The input:
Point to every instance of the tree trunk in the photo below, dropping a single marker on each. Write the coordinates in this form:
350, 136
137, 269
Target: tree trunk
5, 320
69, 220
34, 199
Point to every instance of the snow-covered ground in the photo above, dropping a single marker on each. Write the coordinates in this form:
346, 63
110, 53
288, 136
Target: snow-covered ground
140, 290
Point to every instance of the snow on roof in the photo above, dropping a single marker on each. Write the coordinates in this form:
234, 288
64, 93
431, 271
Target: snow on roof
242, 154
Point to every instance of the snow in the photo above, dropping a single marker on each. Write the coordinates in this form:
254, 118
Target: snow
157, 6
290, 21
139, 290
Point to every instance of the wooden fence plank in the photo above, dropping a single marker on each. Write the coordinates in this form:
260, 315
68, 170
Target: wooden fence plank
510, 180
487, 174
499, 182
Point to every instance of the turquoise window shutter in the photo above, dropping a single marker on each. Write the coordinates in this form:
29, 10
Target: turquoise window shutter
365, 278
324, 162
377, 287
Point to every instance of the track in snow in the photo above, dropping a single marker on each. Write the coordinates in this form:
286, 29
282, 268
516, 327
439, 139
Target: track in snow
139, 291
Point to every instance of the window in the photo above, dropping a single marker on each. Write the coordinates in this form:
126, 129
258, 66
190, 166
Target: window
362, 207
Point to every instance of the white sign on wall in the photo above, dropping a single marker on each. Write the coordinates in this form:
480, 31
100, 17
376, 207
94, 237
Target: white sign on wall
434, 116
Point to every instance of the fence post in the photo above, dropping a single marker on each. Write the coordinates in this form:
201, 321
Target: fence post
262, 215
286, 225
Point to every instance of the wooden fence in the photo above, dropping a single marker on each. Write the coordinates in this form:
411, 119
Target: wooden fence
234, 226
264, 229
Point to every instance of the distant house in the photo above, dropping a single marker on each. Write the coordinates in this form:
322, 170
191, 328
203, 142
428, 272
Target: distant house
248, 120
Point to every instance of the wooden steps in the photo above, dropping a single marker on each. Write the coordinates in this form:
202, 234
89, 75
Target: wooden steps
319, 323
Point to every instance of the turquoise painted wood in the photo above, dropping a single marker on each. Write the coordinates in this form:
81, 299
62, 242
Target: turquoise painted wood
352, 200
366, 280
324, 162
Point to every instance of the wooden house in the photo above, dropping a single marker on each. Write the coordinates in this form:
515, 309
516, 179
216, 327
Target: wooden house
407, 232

Written problem: Could you copy out, word for word, the stretch of the listing from the line containing "Point to every instance of the white" through the end of the listing?

Solved problem:
Point to every instance of the white sign on wall in the photo above, dropping a single marker on each. Write the coordinates in this form:
480, 31
100, 17
376, 207
94, 237
Target: white sign on wall
434, 116
Point to every instance of the fence post in the photo above, dropping a single marker on each. Write the coordinates in this form:
201, 321
Target: fence post
262, 215
286, 225
Point to every instance of the wooden fence in the photo above, dropping a single marker on each. Write the coordinates in this form:
411, 119
Target: wooden fence
234, 226
264, 229
Point to every instance of the distant house in the photo above, dropping a single marker on each. Write the coordinates in this form:
322, 170
191, 328
203, 142
428, 272
Target: distant house
248, 120
Point to every instance of the wooden steps in the photo above, dropping a single marker on each. Write the coordinates in this form:
202, 234
89, 75
Target: wooden steps
319, 323
Point to every instance of the turquoise painted wood in the photo above, dropping a single marker on each. Write the coordinates in this form:
81, 299
62, 242
Target: turquoise painted wood
352, 200
366, 280
324, 162
Point to every instance of the wooden house in the photo above, dropping a single marker on each. Write the coordinates in this form:
515, 309
516, 179
216, 327
Target: wooden house
407, 232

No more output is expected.